>> BEGIN Information supplied
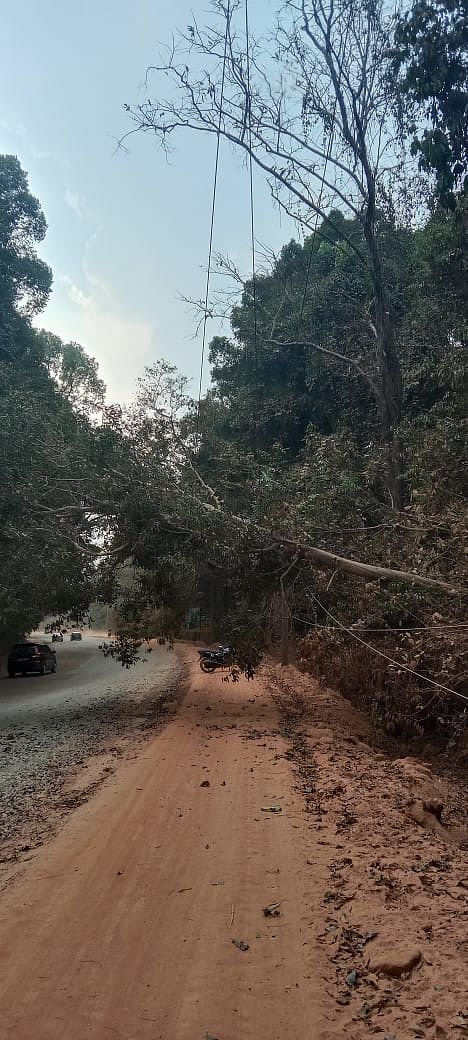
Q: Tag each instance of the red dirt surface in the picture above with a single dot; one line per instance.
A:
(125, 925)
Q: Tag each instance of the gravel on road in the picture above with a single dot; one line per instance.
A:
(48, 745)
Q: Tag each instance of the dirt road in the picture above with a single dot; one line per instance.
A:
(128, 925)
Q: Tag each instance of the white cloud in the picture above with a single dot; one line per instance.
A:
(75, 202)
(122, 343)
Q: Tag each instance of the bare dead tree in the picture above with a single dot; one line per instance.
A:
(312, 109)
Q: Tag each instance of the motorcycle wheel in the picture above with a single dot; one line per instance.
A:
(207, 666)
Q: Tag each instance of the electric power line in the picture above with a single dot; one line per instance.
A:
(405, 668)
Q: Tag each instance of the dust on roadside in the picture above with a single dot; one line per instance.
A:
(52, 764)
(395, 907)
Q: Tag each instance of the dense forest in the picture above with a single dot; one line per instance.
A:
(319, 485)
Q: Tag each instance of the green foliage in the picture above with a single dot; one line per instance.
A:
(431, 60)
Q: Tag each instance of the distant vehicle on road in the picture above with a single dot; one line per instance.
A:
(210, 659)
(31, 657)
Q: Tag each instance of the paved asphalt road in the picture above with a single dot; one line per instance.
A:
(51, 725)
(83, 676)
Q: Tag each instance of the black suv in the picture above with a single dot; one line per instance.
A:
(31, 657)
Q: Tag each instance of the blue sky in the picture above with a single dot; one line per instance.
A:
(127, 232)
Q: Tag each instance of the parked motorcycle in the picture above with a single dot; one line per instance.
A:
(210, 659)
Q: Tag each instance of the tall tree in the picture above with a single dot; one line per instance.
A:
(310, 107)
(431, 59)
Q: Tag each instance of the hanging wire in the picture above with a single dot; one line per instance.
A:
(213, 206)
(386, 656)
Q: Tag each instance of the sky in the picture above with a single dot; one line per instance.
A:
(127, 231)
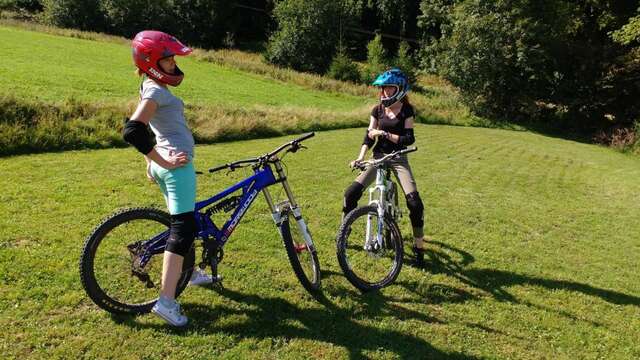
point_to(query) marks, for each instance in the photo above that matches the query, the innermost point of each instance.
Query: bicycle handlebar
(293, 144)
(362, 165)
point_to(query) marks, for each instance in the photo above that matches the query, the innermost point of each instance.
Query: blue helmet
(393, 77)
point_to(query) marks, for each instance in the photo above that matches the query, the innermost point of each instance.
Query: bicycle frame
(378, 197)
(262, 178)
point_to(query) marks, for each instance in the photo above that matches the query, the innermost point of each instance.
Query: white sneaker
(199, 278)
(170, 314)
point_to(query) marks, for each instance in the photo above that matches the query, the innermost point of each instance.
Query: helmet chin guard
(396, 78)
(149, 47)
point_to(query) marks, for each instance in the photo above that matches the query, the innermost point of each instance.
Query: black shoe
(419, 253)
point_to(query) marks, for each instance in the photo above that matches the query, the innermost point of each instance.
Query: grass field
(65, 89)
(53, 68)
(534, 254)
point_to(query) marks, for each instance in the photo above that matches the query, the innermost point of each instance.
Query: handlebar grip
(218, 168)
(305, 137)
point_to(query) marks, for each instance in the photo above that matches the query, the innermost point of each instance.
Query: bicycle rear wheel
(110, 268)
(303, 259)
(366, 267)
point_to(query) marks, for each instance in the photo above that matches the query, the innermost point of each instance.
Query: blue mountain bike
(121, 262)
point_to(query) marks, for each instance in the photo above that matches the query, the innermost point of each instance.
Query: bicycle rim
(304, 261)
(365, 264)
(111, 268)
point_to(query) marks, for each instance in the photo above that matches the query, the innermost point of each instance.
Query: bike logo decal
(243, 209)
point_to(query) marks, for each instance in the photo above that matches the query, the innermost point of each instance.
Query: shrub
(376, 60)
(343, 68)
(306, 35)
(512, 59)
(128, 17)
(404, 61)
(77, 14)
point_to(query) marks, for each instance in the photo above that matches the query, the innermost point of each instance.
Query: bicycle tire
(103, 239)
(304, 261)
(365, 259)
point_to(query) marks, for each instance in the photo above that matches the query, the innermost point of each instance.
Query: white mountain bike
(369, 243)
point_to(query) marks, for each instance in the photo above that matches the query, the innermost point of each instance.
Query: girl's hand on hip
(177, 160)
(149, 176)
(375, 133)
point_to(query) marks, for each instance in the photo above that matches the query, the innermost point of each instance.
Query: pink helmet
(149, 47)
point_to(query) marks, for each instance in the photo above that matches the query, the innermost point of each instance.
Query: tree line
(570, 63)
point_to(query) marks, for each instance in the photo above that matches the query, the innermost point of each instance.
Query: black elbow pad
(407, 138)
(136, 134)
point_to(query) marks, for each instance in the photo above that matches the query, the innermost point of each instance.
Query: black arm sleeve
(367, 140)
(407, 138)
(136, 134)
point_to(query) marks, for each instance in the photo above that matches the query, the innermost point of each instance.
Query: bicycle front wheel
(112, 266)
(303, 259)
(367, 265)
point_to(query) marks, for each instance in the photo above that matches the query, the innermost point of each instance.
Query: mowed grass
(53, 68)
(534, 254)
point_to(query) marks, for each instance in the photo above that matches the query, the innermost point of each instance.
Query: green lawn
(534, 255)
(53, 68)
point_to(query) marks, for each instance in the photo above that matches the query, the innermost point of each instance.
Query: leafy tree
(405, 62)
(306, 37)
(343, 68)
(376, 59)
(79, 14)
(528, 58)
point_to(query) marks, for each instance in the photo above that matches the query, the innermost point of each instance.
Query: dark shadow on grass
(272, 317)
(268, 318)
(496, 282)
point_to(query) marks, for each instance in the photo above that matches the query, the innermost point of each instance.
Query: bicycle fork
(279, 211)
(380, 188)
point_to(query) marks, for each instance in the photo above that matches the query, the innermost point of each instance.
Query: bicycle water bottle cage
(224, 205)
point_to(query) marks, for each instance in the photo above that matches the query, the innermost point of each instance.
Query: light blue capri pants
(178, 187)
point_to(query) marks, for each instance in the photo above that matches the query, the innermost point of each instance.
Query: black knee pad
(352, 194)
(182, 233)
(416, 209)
>> END Information supplied
>> BEGIN Information supplied
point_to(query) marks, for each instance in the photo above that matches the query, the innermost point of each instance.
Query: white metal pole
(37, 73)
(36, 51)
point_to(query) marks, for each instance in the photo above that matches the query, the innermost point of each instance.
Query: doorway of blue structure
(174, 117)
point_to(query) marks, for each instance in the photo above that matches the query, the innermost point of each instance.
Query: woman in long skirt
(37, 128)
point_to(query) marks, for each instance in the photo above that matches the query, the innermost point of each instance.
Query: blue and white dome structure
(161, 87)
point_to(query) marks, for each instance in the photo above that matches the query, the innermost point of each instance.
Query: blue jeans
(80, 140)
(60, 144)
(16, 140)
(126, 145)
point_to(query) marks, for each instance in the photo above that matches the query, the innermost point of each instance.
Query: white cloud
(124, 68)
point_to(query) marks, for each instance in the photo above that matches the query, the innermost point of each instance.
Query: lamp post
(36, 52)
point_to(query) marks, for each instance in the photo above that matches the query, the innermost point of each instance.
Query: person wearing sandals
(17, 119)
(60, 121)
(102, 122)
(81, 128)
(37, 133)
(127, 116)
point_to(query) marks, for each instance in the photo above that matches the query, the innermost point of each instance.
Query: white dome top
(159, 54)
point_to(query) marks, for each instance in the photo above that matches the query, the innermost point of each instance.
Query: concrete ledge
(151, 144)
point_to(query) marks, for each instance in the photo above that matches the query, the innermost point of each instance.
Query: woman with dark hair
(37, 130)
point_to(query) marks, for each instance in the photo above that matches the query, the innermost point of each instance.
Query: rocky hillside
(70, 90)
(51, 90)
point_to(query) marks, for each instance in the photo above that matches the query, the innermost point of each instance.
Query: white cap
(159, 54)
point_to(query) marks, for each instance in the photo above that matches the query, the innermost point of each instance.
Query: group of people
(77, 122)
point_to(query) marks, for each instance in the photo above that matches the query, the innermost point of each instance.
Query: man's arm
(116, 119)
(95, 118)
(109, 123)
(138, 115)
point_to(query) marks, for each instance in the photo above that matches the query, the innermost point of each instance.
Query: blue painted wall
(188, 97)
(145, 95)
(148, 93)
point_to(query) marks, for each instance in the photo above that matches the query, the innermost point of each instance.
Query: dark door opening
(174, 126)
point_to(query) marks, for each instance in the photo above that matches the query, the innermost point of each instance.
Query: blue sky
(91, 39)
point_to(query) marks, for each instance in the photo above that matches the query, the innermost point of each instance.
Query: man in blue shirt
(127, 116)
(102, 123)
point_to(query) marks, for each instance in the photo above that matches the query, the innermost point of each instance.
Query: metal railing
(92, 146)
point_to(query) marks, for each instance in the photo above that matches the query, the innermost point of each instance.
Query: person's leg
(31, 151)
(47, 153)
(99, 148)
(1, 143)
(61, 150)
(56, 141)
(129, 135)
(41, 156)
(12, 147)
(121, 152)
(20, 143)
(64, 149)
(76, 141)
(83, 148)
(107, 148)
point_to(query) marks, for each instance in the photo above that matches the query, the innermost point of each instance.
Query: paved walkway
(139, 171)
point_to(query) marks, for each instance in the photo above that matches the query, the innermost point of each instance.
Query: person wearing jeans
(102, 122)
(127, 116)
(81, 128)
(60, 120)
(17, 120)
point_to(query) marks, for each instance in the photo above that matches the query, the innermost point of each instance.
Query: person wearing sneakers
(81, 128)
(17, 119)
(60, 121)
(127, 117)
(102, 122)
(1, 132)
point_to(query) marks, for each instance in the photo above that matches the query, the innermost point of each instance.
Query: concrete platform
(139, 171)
>> END Information supplied
- **What is required**
How many lines in the records above contain the string "dome"? Case matters. Reply with the number alone.

- **Worked solution**
2